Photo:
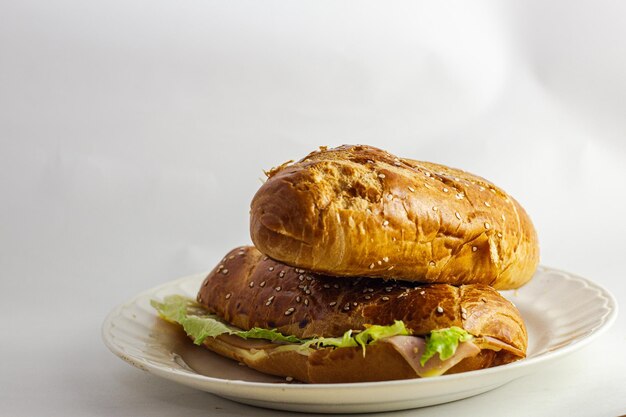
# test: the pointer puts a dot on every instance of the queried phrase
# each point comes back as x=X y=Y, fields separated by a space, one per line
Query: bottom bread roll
x=288 y=322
────────
**OBJECTIVE:** Write out the records again with "bread roll" swapped for "bun" and everything else unchanged. Leave the pictures out.

**CORRECT RESPONSE:**
Photo:
# test: the pointer puts a dot on every instance of the queried phrase
# each point comes back as x=X y=Y, fields separated by a space, one per line
Query: bottom bun
x=288 y=322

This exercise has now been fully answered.